About Timor-Leste

The Democratic Republic of Timor-Leste (also known as East Timor), in Southeast Asia, is made up of several islands, including the eastern half of Timor, Atauro, and Jaco. Australia is Timor-Leste’s neighbor to the south, separated by the Timor Sea. Timor-Leste’s predominantly mountainous terrain is home to 1.4 million people, with most living in the western portion of the country in or around the capital of Dili. The Timorese population is ethnically diverse, including groups such as Austronesian, Melanesia-Pauan, Bunak, Fataluku, Bakasai, Tetun, Mambai, Tokodede, Galoli, Kemak, and Baikeno. Because of this diversity, the population speaks a variety of languages including the official languages of Tetun and Portuguese alongside English, Indonesian, and 32 other indigenous languages. The vast majority of the population, as much as 98 percent, identifies as Roman Catholic.
********
▶ [WHAT IS NEEDED]
Write the next part of the text about Timor-Leste, starting after its final sentence. The lines that come next have no connection to the text about Timor-Leste.
********
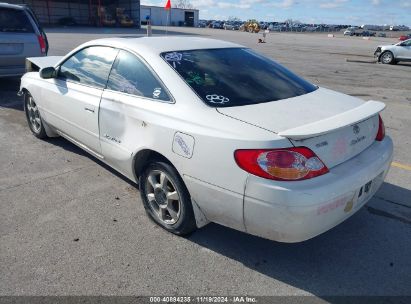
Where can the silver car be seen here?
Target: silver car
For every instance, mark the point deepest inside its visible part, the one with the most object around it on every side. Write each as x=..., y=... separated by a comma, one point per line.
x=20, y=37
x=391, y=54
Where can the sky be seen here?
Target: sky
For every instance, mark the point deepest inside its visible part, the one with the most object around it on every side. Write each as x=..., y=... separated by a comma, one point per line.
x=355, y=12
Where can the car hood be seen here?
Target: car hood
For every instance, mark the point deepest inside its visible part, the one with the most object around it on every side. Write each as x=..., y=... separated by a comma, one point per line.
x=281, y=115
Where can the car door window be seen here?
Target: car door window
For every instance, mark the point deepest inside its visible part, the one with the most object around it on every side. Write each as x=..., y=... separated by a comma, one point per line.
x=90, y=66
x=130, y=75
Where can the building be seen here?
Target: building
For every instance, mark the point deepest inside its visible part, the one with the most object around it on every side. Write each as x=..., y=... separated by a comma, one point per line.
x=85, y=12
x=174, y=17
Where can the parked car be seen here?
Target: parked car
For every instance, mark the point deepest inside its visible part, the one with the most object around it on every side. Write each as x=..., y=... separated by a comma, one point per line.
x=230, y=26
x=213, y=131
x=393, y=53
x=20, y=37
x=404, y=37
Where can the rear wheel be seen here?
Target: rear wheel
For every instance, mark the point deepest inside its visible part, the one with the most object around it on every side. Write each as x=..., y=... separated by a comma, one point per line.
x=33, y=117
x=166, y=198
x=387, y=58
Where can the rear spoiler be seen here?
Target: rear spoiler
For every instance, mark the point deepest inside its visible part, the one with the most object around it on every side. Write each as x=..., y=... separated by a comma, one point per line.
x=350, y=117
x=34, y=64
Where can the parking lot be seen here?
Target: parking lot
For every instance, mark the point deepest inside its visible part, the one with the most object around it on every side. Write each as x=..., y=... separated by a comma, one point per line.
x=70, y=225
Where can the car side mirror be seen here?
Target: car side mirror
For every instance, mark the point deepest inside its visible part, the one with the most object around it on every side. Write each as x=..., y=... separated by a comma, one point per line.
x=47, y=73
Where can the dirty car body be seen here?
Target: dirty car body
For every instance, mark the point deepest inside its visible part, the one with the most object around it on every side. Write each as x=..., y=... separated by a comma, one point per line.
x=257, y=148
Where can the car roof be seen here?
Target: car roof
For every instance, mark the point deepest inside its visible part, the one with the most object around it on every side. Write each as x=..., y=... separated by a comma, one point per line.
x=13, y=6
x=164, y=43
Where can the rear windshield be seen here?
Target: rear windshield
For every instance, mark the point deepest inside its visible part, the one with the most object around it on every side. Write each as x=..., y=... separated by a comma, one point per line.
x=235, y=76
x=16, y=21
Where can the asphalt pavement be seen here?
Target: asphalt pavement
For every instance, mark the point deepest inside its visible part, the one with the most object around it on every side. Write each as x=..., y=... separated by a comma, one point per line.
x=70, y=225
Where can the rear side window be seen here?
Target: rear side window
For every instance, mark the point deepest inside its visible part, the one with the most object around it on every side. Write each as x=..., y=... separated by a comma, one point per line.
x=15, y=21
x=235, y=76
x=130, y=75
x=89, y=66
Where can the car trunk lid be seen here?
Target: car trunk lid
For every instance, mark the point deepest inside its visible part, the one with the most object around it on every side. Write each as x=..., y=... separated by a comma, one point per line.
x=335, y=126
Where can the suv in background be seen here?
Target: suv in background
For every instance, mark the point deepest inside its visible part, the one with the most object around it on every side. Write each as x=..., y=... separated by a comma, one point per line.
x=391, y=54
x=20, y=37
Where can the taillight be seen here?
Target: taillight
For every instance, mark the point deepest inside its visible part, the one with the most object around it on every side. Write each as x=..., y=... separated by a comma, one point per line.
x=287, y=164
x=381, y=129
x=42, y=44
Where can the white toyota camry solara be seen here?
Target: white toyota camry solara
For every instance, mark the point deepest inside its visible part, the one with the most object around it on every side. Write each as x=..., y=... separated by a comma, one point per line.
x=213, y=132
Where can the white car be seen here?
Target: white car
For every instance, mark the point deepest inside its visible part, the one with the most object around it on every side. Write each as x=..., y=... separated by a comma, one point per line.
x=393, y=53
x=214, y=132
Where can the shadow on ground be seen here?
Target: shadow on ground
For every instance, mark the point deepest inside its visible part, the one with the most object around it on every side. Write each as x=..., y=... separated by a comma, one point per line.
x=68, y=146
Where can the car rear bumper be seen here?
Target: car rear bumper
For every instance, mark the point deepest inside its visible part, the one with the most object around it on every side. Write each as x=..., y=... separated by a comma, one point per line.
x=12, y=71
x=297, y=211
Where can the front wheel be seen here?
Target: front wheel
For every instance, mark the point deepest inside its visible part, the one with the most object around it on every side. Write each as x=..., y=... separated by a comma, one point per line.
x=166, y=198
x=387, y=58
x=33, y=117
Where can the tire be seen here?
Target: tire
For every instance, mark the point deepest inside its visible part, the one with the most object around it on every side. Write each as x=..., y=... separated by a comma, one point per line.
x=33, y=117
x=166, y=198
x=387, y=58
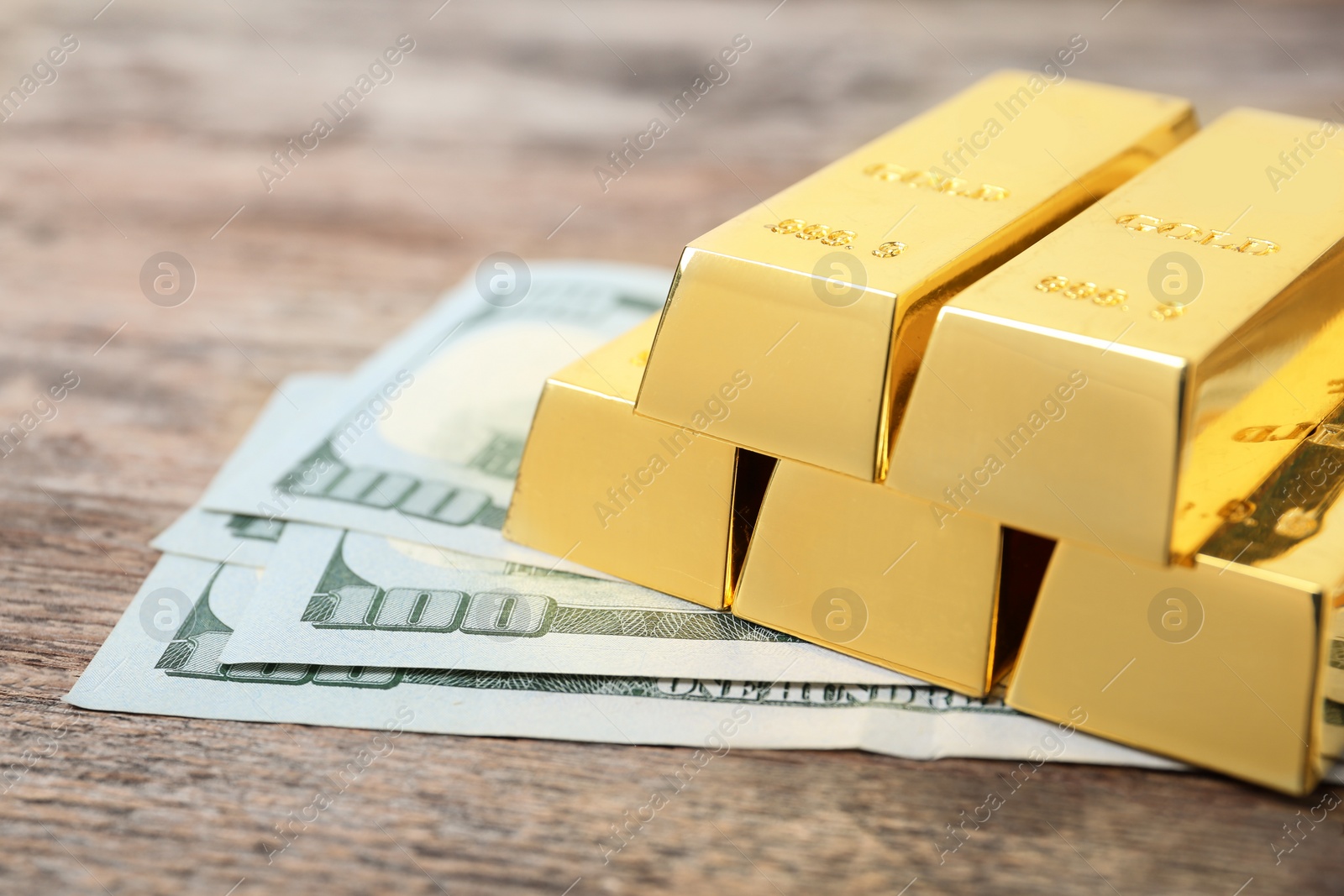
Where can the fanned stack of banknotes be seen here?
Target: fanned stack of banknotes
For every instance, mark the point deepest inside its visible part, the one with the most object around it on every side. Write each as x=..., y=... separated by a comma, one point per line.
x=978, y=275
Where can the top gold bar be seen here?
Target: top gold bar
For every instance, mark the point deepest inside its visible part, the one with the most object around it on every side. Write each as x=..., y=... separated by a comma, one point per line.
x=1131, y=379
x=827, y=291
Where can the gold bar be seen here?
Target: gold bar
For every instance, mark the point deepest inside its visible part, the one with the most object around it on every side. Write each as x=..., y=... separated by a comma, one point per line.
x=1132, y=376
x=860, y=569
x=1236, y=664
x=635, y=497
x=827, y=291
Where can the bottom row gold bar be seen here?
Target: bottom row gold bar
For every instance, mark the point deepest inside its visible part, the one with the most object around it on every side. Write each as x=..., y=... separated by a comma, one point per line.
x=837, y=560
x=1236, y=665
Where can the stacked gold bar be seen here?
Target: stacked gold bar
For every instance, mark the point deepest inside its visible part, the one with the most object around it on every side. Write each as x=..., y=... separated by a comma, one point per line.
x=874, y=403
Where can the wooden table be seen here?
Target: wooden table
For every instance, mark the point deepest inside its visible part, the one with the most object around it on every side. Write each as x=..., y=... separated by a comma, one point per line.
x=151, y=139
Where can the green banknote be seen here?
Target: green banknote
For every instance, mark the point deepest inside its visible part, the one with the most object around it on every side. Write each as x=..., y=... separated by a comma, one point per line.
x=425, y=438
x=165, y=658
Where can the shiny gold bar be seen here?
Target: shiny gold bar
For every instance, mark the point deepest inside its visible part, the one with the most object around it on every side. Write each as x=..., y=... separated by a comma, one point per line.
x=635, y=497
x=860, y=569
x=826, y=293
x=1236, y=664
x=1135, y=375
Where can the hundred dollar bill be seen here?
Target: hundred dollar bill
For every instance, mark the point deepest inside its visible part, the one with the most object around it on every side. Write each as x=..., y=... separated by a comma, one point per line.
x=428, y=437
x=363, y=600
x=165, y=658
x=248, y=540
********
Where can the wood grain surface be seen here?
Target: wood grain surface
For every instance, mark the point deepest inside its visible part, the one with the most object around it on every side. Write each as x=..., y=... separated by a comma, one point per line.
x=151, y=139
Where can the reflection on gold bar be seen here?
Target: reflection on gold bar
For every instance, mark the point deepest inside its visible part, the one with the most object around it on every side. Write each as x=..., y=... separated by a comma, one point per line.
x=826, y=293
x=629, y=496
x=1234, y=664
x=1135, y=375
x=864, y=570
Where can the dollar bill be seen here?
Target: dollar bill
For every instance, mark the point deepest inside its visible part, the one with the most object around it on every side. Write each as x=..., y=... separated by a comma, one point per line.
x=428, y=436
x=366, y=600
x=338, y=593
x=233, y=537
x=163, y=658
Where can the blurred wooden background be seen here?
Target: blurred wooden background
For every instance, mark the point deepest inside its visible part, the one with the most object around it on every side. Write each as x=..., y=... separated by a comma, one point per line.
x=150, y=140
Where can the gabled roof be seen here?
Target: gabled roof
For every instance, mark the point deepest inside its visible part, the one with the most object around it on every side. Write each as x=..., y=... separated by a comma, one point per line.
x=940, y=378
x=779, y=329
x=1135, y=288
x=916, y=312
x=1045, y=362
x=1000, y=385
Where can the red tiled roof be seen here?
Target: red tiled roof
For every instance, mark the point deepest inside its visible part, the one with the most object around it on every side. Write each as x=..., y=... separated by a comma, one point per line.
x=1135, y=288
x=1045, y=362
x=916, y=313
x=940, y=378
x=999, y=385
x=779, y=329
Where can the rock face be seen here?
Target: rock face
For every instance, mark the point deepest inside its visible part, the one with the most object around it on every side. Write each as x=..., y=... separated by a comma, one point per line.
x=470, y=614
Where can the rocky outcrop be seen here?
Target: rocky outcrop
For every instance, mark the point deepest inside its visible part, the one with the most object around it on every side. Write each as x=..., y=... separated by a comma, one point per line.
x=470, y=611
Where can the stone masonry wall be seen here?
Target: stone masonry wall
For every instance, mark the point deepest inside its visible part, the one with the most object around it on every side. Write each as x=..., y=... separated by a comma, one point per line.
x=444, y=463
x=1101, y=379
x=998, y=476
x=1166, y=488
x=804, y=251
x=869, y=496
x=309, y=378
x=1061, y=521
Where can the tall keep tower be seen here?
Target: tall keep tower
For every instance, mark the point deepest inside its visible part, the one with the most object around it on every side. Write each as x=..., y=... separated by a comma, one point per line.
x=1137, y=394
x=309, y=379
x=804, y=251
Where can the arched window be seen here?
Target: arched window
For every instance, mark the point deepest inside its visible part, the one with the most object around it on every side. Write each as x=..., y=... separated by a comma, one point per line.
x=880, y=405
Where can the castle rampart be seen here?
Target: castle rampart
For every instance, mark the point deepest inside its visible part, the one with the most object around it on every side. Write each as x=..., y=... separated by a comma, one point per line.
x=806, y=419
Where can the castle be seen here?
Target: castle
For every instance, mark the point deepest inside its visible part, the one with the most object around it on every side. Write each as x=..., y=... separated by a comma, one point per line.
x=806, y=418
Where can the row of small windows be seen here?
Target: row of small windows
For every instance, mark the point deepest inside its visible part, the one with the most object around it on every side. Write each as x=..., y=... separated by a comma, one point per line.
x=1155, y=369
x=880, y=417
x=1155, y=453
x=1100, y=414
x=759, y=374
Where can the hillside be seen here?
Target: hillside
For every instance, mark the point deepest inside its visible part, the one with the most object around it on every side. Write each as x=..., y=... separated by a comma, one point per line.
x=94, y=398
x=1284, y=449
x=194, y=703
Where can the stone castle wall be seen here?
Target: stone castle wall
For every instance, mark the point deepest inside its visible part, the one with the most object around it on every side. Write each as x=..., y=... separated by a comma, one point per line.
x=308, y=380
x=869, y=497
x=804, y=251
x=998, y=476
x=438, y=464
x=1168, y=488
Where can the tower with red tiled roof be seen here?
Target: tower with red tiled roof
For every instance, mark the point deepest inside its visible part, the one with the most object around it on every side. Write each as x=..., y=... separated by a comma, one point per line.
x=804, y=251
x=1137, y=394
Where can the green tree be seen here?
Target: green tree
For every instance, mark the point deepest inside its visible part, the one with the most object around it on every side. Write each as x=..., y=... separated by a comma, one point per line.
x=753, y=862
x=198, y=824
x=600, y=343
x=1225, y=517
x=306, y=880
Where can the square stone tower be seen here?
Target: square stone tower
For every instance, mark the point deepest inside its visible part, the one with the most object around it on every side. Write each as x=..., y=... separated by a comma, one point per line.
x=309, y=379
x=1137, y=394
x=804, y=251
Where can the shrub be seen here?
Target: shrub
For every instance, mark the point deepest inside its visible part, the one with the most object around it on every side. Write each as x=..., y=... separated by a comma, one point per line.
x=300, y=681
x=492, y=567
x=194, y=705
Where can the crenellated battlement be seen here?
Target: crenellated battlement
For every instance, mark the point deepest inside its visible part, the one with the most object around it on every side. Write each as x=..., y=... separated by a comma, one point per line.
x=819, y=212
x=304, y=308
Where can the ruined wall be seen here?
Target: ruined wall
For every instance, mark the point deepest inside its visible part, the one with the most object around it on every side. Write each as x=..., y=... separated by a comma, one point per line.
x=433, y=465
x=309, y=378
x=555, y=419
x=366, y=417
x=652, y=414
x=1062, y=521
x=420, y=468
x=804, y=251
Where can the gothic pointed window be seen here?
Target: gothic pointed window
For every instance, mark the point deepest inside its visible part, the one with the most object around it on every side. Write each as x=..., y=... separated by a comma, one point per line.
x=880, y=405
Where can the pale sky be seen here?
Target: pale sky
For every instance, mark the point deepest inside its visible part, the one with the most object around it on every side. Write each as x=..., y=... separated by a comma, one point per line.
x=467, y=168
********
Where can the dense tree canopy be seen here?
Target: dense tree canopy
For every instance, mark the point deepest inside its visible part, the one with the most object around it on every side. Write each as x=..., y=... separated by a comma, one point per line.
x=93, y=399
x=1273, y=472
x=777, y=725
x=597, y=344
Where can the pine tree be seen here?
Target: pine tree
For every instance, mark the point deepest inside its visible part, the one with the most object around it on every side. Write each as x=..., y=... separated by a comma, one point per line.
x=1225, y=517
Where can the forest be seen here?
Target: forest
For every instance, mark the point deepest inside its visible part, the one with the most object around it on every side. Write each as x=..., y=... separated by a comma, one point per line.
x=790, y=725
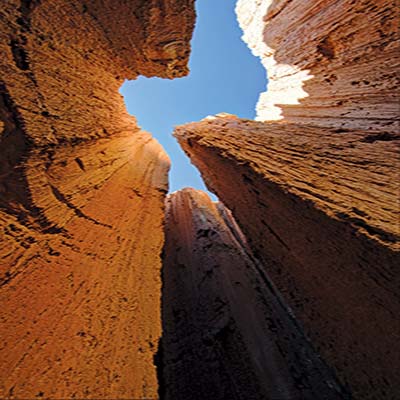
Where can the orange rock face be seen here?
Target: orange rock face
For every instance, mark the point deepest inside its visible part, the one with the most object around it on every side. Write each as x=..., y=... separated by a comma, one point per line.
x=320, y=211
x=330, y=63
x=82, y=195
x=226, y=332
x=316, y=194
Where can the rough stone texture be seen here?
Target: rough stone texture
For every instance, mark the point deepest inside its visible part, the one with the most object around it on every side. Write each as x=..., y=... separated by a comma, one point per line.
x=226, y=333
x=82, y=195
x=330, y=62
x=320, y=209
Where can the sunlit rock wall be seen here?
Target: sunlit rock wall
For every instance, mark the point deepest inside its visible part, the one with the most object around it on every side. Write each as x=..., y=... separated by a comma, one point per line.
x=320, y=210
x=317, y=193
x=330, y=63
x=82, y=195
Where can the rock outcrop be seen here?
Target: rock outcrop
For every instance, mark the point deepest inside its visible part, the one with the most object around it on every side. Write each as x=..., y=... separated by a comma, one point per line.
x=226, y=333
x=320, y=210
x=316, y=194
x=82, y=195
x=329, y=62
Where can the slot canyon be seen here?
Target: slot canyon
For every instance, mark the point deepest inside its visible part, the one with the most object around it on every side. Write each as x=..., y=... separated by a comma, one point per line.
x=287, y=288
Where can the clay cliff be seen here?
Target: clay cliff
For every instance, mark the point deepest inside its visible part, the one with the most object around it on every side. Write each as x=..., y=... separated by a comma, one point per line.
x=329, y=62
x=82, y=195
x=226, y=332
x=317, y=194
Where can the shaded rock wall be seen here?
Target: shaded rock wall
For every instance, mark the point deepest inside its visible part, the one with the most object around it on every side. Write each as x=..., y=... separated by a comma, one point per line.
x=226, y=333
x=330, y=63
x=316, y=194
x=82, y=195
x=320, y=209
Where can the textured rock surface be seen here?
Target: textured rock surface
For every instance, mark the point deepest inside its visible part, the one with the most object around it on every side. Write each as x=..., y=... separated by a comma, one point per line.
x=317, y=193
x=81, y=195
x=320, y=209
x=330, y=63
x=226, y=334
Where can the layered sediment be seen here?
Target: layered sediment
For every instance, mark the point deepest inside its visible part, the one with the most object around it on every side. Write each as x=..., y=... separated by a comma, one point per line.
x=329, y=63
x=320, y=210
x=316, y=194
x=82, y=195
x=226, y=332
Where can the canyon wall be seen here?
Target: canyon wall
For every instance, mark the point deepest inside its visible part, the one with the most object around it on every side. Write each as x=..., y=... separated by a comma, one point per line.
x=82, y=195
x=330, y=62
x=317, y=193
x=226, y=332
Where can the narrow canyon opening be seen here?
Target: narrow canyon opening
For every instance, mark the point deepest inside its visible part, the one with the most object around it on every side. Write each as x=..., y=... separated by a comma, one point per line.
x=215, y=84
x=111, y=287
********
▶ [EXERCISE RESPONSE]
East Timor was at one time colonized by Portugal and was called Portuguese Timor. It gained independence in 1975, only to be invaded by Indonesia shortly thereafter. The Indonesian occupation lasted for several violent decades, as East Timor struggled for true independence. In 1999, Indonesia relinquished control of East Timor, and Timor-Leste was named a sovereign state in 2002. Despite being a relatively new country with an impoverished population, progress has been made on Timorese living standards. Overall poverty levels decreased from 50 percent to 42 percent between 2007 and 2014. Agriculture is a major component of the Timorese economy, and employs a majority of the population. However, in terms of value, offshore natural gas deposits and hydrocarbon production make up the largest portion of the economy.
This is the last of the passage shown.